## SET PROBLEM
Please rewrite the records below, replacing "set a point on every instance" with "mark each instance with a point" and changing nothing else. Omit the pictures from your answer.

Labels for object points
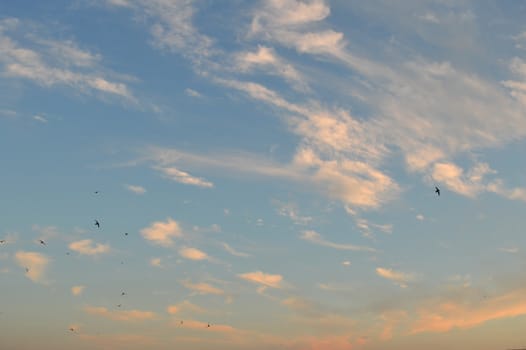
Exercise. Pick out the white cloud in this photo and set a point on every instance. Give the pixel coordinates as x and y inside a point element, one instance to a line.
<point>117,315</point>
<point>202,288</point>
<point>49,62</point>
<point>192,93</point>
<point>40,118</point>
<point>234,252</point>
<point>136,189</point>
<point>162,233</point>
<point>77,290</point>
<point>36,263</point>
<point>177,175</point>
<point>400,278</point>
<point>193,254</point>
<point>316,238</point>
<point>156,262</point>
<point>88,247</point>
<point>265,279</point>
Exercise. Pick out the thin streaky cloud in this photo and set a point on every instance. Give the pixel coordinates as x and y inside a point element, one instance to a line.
<point>233,251</point>
<point>315,238</point>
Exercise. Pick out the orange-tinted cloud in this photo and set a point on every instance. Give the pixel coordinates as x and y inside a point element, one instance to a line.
<point>118,315</point>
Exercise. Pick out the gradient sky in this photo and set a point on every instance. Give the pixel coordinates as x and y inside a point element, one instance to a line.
<point>273,163</point>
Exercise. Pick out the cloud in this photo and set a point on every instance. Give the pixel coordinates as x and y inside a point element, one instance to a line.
<point>316,238</point>
<point>77,290</point>
<point>37,264</point>
<point>156,262</point>
<point>290,210</point>
<point>136,189</point>
<point>87,247</point>
<point>40,118</point>
<point>234,252</point>
<point>50,62</point>
<point>400,277</point>
<point>202,288</point>
<point>162,233</point>
<point>265,58</point>
<point>177,175</point>
<point>184,307</point>
<point>193,254</point>
<point>442,317</point>
<point>124,315</point>
<point>192,93</point>
<point>265,279</point>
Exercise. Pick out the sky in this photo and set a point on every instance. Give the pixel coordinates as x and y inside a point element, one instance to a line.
<point>263,173</point>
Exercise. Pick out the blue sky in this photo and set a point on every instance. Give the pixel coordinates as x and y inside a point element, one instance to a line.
<point>273,164</point>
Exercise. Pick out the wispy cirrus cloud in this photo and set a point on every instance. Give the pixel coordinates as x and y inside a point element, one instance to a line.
<point>202,288</point>
<point>135,189</point>
<point>183,177</point>
<point>316,238</point>
<point>88,247</point>
<point>233,251</point>
<point>120,315</point>
<point>401,278</point>
<point>193,254</point>
<point>263,279</point>
<point>36,263</point>
<point>450,314</point>
<point>77,290</point>
<point>162,233</point>
<point>50,62</point>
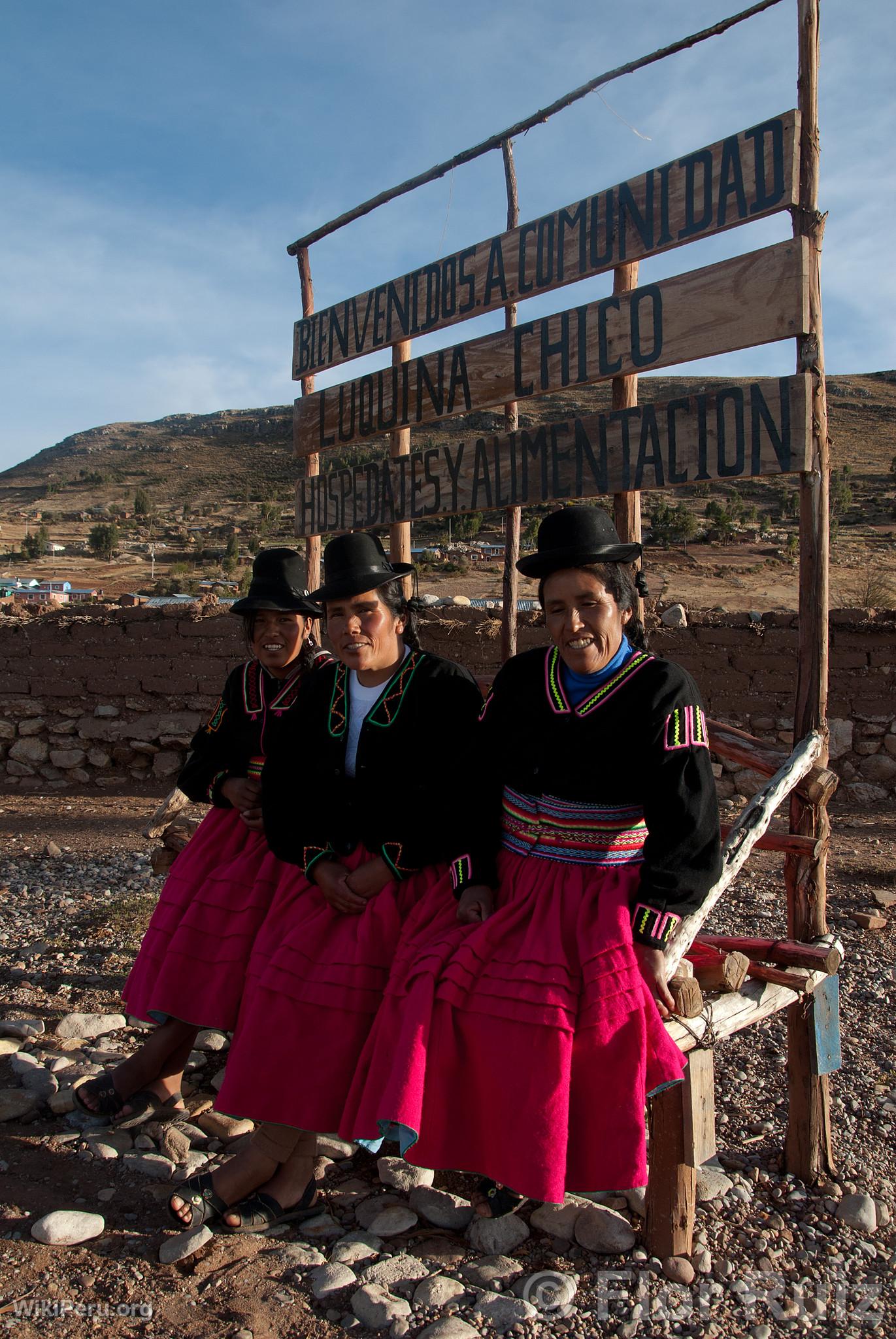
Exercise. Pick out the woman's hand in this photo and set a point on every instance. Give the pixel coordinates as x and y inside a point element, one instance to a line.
<point>244,794</point>
<point>653,968</point>
<point>476,904</point>
<point>333,880</point>
<point>370,877</point>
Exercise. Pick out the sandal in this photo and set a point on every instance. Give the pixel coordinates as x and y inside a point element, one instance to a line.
<point>501,1198</point>
<point>149,1106</point>
<point>259,1212</point>
<point>109,1100</point>
<point>205,1204</point>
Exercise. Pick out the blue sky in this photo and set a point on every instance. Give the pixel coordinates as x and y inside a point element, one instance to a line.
<point>157,160</point>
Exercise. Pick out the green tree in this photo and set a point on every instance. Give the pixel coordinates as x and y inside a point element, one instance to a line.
<point>102,540</point>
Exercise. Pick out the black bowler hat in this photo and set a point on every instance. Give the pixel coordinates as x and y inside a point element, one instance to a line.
<point>278,577</point>
<point>357,563</point>
<point>574,537</point>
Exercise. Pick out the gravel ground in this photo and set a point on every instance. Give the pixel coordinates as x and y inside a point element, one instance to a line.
<point>771,1257</point>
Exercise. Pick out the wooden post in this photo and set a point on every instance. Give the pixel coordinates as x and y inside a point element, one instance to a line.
<point>510,584</point>
<point>808,1149</point>
<point>671,1187</point>
<point>312,462</point>
<point>399,443</point>
<point>627,507</point>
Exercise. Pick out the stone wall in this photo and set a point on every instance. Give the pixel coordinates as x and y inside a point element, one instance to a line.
<point>113,696</point>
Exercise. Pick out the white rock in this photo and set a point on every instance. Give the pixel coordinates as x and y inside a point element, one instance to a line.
<point>503,1313</point>
<point>184,1244</point>
<point>399,1274</point>
<point>67,1227</point>
<point>393,1220</point>
<point>712,1183</point>
<point>497,1236</point>
<point>89,1025</point>
<point>675,617</point>
<point>559,1220</point>
<point>605,1231</point>
<point>329,1279</point>
<point>401,1175</point>
<point>375,1307</point>
<point>859,1211</point>
<point>436,1293</point>
<point>441,1208</point>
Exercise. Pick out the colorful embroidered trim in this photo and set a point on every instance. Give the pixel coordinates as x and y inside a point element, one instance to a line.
<point>252,692</point>
<point>686,729</point>
<point>338,710</point>
<point>564,829</point>
<point>311,855</point>
<point>218,717</point>
<point>461,872</point>
<point>393,857</point>
<point>390,703</point>
<point>648,923</point>
<point>557,696</point>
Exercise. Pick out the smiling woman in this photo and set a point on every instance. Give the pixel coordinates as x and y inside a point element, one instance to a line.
<point>191,967</point>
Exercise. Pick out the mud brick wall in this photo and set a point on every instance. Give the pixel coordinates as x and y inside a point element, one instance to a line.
<point>113,696</point>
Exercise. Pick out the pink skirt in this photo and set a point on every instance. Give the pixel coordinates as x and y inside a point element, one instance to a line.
<point>314,985</point>
<point>195,954</point>
<point>523,1047</point>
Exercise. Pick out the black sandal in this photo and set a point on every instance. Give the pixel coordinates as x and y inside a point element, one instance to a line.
<point>205,1204</point>
<point>501,1198</point>
<point>259,1212</point>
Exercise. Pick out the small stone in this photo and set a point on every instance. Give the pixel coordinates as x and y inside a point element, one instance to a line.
<point>436,1293</point>
<point>375,1307</point>
<point>441,1208</point>
<point>678,1270</point>
<point>452,1327</point>
<point>320,1227</point>
<point>393,1221</point>
<point>16,1104</point>
<point>399,1274</point>
<point>357,1248</point>
<point>503,1313</point>
<point>401,1175</point>
<point>330,1279</point>
<point>67,1227</point>
<point>184,1244</point>
<point>209,1040</point>
<point>491,1270</point>
<point>605,1231</point>
<point>89,1025</point>
<point>497,1236</point>
<point>857,1211</point>
<point>712,1183</point>
<point>225,1128</point>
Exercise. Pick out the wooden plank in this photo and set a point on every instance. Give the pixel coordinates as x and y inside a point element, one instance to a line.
<point>698,1101</point>
<point>753,299</point>
<point>740,430</point>
<point>671,1187</point>
<point>737,180</point>
<point>825,1027</point>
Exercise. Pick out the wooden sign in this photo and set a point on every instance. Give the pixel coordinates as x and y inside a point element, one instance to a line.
<point>753,299</point>
<point>738,430</point>
<point>735,181</point>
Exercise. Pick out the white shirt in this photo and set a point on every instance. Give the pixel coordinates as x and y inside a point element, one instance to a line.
<point>361,702</point>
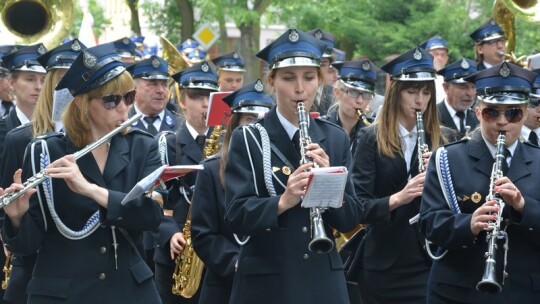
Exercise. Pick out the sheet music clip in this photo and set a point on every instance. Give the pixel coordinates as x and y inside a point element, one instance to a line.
<point>158,177</point>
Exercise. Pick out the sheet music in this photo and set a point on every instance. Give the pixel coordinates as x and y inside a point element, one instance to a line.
<point>326,187</point>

## RESPONSE TO THIS TASK
Exercise. Pick out the white cloud in this photo and mark each instance with a point. Give the pixel coordinates as x and y inside a point element, one instance to a line.
<point>117,315</point>
<point>202,288</point>
<point>49,62</point>
<point>192,93</point>
<point>40,118</point>
<point>234,252</point>
<point>136,189</point>
<point>162,233</point>
<point>77,290</point>
<point>36,263</point>
<point>177,175</point>
<point>400,278</point>
<point>193,254</point>
<point>316,238</point>
<point>156,262</point>
<point>88,247</point>
<point>265,279</point>
Exercise. Pick out the thin streaky cloud in this photo and mark each instance with a point. Give the pixel coordinates as x and y inside a point element, one instance to a line.
<point>233,251</point>
<point>315,238</point>
Exercise. Pick out the orange-tinted cloud in this photo and mark each instance with a point. Give the pixel coordinates as x and y inside a point element, one instance to a line.
<point>118,315</point>
Exercise. Pick out the gradient sky in this photo and mark each instance with a point. Give the pixel coordinates as x and y inside a point element, one instance to a line.
<point>273,163</point>
Exercise. Pick out the cloud in this photo and mark each instance with a point. Give the pixel coordinates as x and y inside a point element, one instance to a line.
<point>316,238</point>
<point>77,290</point>
<point>37,264</point>
<point>156,262</point>
<point>290,210</point>
<point>136,189</point>
<point>87,247</point>
<point>40,118</point>
<point>234,252</point>
<point>50,62</point>
<point>400,277</point>
<point>202,288</point>
<point>162,233</point>
<point>265,58</point>
<point>177,175</point>
<point>184,307</point>
<point>193,254</point>
<point>442,317</point>
<point>124,315</point>
<point>192,93</point>
<point>265,279</point>
Exercise. Pick out the sky in this photo and mark each instance with a point. Give the pixel coordinates as x and y inside a point element, one instance to a line.
<point>263,173</point>
Exercise. Pick out the blue sky in this photo and mark each instance with a point. Give the pixel coordinates as x and y inside a point element, one instance to a line.
<point>273,164</point>
Exercise. Pick out the wispy cirrus cloud in this photo and mark each instance with a point. Give the pixel coordinates as x and y inside a point element, one instance to a line.
<point>202,288</point>
<point>135,189</point>
<point>183,177</point>
<point>316,238</point>
<point>88,247</point>
<point>233,251</point>
<point>120,315</point>
<point>401,278</point>
<point>193,254</point>
<point>263,279</point>
<point>36,263</point>
<point>450,314</point>
<point>77,290</point>
<point>162,233</point>
<point>50,62</point>
Exercise. Pick out the woman's hand in this photo and mark each instance with a point. Give the pixel coordinates as x and y inside a point element, one instance to a line.
<point>244,794</point>
<point>653,968</point>
<point>476,904</point>
<point>333,880</point>
<point>370,877</point>
Exercise. Pick out the sandal in this photo and mark each instance with a point. Give the pixel coordinates as x and y inside a point element, one instance to a line.
<point>501,1198</point>
<point>149,1106</point>
<point>259,1212</point>
<point>109,1100</point>
<point>205,1204</point>
Exercise. Pick out the blue sky in this photo and mark each instance with a point. Give the pixel coordinates as x and y inside a point element, one instance to a line.
<point>157,160</point>
Exercise. Pick out the green tree in this photo and mark each instance with a point. Give the pixel coordinates as x and y inside a point element, one instance to a line.
<point>102,540</point>
Exercise. Pick out the black bowler hat in this photo and mark each instance with a point. Give the pixel coordinates as x and y inside a point element, one instance to a line.
<point>278,577</point>
<point>357,563</point>
<point>574,537</point>
Exercise. Pick out the gravel ground in this photo and mark each instance with a point. Give the pixel coordinates as x and y inside a point element, one instance to a line.
<point>771,1257</point>
Exercise. Pick out the wooden post in this photo and mark each instance with a point. Give the pixel coordinates as x and y inside a point element, one instance to a line.
<point>510,584</point>
<point>808,1149</point>
<point>671,1187</point>
<point>312,462</point>
<point>399,443</point>
<point>627,507</point>
Exercise. Pick out the stone wall in this photo and mark each instance with a point. Give the pixel coordinates as x and y inside a point element, one instance to a line.
<point>113,696</point>
Exercise. Pick out the white rock in this photo and mark each instance with a point. Give the pixel coordinates as x and y inside a point element, one instance to a line.
<point>503,1313</point>
<point>184,1244</point>
<point>399,1274</point>
<point>67,1227</point>
<point>393,1220</point>
<point>712,1183</point>
<point>497,1236</point>
<point>89,1025</point>
<point>675,617</point>
<point>559,1220</point>
<point>605,1231</point>
<point>329,1279</point>
<point>401,1175</point>
<point>375,1307</point>
<point>859,1211</point>
<point>436,1293</point>
<point>441,1208</point>
Exercise. Pick out the colorful embroidered trim in this photo and mark each instance with a point. Give the pixel coordinates as x and y inside a point element, one instance to a line.
<point>252,692</point>
<point>686,729</point>
<point>338,710</point>
<point>564,829</point>
<point>311,855</point>
<point>218,717</point>
<point>461,872</point>
<point>393,857</point>
<point>390,703</point>
<point>648,923</point>
<point>557,696</point>
Exercise. Pick out the smiling woman in this photo and mark each instance with a point. Give the pixel coordinates as x and y inside a point element, one instance to a line.
<point>191,967</point>
Exercise. Pick out the mud brick wall in this photo and mark each instance with a point. Give the pixel coordinates as x and y inside a point element, one instance to a line.
<point>113,696</point>
Exercise. Pick out the pink skirt in this photo and mark each instance with a point. Give the pixel coordinates as x and y inside a point element, one instance to a line.
<point>314,985</point>
<point>195,954</point>
<point>523,1047</point>
Exercise. Pick out the black sandal in this photo and mark each instance with a point. Give the pixel coordinates as x and y inside a point element, one instance to a line.
<point>205,1204</point>
<point>501,1198</point>
<point>259,1212</point>
Exercise. Pick out the small stone in this photo and mark each instance with a point. Give the pixel coordinates as x and y inside a point element, one instance to a line.
<point>436,1293</point>
<point>375,1307</point>
<point>441,1208</point>
<point>678,1270</point>
<point>452,1327</point>
<point>320,1227</point>
<point>393,1221</point>
<point>16,1104</point>
<point>399,1274</point>
<point>357,1248</point>
<point>503,1313</point>
<point>401,1175</point>
<point>330,1279</point>
<point>67,1227</point>
<point>184,1244</point>
<point>209,1040</point>
<point>491,1270</point>
<point>605,1231</point>
<point>89,1025</point>
<point>497,1236</point>
<point>857,1211</point>
<point>712,1183</point>
<point>225,1128</point>
Exercise. Pick out the wooden plank in this photo and mark each instance with a point. Give the pixel coordinates as x and y inside a point element, one instance to a line.
<point>698,1101</point>
<point>753,299</point>
<point>740,430</point>
<point>671,1187</point>
<point>737,180</point>
<point>825,1027</point>
Exercise. Pick out the wooden sign in this photo and mark each instance with a point. Give the pixel coordinates as x and y inside a point element, one instance to a line.
<point>753,299</point>
<point>738,430</point>
<point>735,181</point>
Exercise. Pick out the white shirt in this photo and mark each instance with a point. Give the pixel coordinates as x and y inside a point element, one instance to a line.
<point>361,702</point>
Exercise. Pick out the sheet music clip in this photo and mark each instance with a point. Give the pixel coordinates as x and y inside a point element, one instance to a line.
<point>158,177</point>
Exercise. Pick out the sheet music in this photo and mark each instance with a point. Give the pixel coordinates as x and y inside a point element, one instance to a line.
<point>326,187</point>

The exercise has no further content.